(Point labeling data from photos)
--- --- ---
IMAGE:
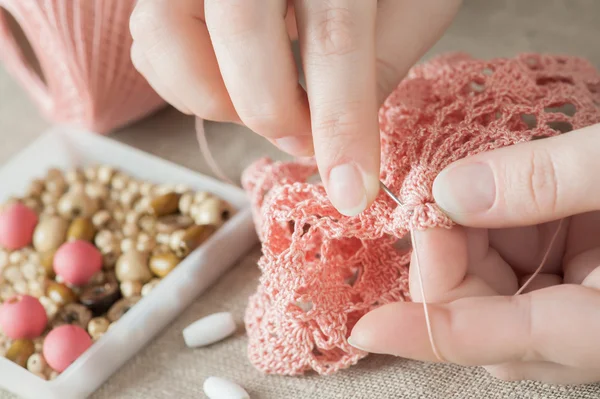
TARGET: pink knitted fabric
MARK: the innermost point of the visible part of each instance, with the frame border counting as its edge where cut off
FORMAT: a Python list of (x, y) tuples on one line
[(83, 48), (322, 271)]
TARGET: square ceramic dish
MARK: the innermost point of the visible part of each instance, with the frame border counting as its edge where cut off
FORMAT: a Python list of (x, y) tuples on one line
[(66, 147)]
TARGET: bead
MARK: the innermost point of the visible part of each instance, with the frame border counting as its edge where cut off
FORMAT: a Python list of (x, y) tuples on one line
[(30, 271), (165, 204), (171, 223), (162, 264), (64, 345), (23, 316), (20, 350), (77, 261), (209, 329), (21, 287), (101, 219), (128, 198), (74, 175), (72, 313), (36, 363), (60, 293), (50, 307), (13, 274), (110, 255), (97, 327), (74, 204), (175, 239), (99, 298), (185, 203), (148, 287), (127, 244), (212, 211), (35, 188), (16, 257), (17, 223), (105, 174), (131, 288), (50, 233), (119, 181), (132, 217), (219, 388), (6, 291), (36, 288), (81, 229), (133, 266), (121, 307), (104, 238), (130, 230), (47, 262), (145, 243), (142, 205), (193, 238)]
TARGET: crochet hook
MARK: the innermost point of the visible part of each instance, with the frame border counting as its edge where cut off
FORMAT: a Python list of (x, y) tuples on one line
[(390, 193)]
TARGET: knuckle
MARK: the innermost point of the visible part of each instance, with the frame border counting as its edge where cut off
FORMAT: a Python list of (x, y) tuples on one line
[(505, 373), (334, 32), (147, 20), (542, 182), (231, 17)]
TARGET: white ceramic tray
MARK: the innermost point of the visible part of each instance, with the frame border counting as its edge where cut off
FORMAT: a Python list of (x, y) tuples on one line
[(64, 147)]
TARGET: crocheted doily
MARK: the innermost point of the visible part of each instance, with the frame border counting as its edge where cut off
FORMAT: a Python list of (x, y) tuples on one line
[(322, 271)]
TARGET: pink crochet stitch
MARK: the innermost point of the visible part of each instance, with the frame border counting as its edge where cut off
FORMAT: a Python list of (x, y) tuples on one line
[(322, 271)]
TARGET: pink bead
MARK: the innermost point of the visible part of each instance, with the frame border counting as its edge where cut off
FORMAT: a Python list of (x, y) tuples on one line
[(23, 316), (17, 223), (77, 261), (64, 345)]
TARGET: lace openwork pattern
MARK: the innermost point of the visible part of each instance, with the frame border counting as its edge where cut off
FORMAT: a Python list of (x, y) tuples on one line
[(322, 271)]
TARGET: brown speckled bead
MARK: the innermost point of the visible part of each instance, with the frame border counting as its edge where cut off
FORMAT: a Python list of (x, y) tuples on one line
[(50, 233), (133, 266), (97, 327), (131, 288)]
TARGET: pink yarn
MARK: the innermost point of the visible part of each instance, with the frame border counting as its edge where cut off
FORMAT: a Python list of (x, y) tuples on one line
[(83, 48), (322, 271)]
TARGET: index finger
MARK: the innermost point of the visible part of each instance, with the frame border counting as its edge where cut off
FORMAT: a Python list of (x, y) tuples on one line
[(337, 40), (551, 324)]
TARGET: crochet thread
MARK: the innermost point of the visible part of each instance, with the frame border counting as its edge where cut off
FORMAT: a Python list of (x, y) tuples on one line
[(322, 271)]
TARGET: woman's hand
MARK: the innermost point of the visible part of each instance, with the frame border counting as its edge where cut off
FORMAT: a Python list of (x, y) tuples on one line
[(231, 60), (549, 333)]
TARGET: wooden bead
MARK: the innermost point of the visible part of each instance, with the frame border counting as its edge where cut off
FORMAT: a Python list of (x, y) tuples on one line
[(148, 287), (185, 203), (75, 203), (131, 288), (50, 233), (81, 228), (163, 264), (36, 363), (133, 266), (105, 174), (97, 327), (165, 204)]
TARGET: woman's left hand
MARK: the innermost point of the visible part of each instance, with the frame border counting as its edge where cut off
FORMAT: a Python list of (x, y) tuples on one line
[(511, 200)]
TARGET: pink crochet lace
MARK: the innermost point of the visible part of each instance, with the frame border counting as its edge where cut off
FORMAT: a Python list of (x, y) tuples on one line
[(322, 271)]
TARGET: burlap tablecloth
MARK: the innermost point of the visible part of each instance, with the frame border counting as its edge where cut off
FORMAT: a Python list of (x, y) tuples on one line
[(167, 369)]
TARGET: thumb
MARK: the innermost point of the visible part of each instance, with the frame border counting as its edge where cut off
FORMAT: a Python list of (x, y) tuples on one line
[(525, 184)]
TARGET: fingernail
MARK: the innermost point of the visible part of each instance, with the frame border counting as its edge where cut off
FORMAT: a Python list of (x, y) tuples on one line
[(465, 189), (354, 342), (348, 189), (300, 146)]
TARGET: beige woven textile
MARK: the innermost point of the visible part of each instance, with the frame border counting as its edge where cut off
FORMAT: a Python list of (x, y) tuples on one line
[(167, 369)]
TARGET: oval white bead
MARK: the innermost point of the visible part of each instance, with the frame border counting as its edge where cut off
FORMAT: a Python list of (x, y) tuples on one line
[(220, 388), (209, 329)]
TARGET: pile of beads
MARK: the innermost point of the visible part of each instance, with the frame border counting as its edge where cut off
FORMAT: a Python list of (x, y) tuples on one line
[(81, 248)]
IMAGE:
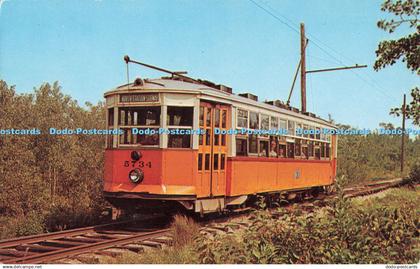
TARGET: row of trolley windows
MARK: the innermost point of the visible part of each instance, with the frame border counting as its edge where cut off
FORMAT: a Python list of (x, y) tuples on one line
[(277, 147), (218, 139), (149, 117), (219, 161), (253, 120), (220, 117)]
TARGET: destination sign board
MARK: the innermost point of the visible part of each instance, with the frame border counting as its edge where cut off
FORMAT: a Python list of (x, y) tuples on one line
[(139, 97)]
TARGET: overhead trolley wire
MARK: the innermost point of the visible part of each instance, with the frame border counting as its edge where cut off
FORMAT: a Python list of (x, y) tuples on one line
[(319, 44)]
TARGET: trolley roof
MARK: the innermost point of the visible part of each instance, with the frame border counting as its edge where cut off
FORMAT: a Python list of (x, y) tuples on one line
[(207, 89)]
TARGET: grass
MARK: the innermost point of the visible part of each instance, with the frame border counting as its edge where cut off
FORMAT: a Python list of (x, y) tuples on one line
[(376, 229)]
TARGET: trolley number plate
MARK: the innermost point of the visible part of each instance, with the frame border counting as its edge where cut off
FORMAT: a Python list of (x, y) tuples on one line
[(139, 164)]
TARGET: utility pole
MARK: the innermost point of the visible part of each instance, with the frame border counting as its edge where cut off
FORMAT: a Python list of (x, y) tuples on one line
[(303, 67), (402, 137)]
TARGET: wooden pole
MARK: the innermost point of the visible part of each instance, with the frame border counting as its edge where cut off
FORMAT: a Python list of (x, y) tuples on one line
[(403, 137), (303, 67)]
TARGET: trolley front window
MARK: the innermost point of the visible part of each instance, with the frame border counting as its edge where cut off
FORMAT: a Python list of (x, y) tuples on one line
[(139, 125), (180, 122)]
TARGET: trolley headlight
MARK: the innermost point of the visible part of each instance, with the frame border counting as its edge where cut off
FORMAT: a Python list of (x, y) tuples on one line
[(136, 176), (135, 155)]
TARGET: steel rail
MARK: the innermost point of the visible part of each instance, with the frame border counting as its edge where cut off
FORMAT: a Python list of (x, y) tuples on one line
[(55, 235), (77, 250)]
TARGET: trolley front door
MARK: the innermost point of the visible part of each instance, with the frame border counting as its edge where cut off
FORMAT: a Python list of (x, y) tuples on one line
[(212, 150)]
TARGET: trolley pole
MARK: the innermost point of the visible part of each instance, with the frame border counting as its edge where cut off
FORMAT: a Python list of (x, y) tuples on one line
[(303, 67), (403, 137)]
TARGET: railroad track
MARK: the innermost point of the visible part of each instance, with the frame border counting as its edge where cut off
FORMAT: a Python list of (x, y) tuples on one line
[(128, 235), (49, 247), (373, 187)]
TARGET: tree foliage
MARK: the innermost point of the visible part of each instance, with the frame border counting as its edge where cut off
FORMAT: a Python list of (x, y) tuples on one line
[(48, 182), (406, 48), (374, 155)]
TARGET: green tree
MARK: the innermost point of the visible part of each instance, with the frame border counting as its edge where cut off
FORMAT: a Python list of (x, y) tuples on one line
[(406, 48)]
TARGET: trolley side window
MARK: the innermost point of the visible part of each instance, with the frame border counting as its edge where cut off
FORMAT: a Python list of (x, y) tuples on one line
[(253, 120), (242, 118), (179, 116), (241, 147)]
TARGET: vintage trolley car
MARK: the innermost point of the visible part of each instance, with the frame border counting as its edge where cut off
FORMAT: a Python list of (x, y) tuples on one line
[(195, 144)]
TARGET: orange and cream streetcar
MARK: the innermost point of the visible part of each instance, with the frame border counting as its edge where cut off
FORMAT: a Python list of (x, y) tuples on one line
[(192, 144)]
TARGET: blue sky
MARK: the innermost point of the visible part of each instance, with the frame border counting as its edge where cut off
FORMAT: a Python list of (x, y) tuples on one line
[(81, 44)]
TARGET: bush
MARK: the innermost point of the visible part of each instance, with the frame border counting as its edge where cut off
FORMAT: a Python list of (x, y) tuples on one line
[(383, 230), (415, 172)]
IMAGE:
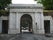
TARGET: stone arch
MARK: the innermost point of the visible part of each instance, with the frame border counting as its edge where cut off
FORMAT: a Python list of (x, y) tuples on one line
[(26, 21)]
--- --- ---
Give as a JSON list of strings the lines of the records from the line containing "TARGET: lace openwork pattern" through the line containing "[(50, 233), (133, 266), (97, 327), (131, 288)]", both ends included, one string per line with blank lines omitted.

== Exercise output ==
[
  "TARGET: lace openwork pattern",
  "MARK: the innermost point of the visible part of each instance, with the frame border counting as its edge where cut off",
  "FORMAT: a Python list of (x, y) tuples on one line",
  "[(322, 271)]",
  "TARGET: brown speckled bead",
  "MARK: the innermost point of the visible part of each instance, with the frame border counting as its edge where cut off",
  "FORMAT: a Python list of (x, y) tuples on one line",
  "[(50, 233), (133, 266), (97, 327), (131, 288)]"
]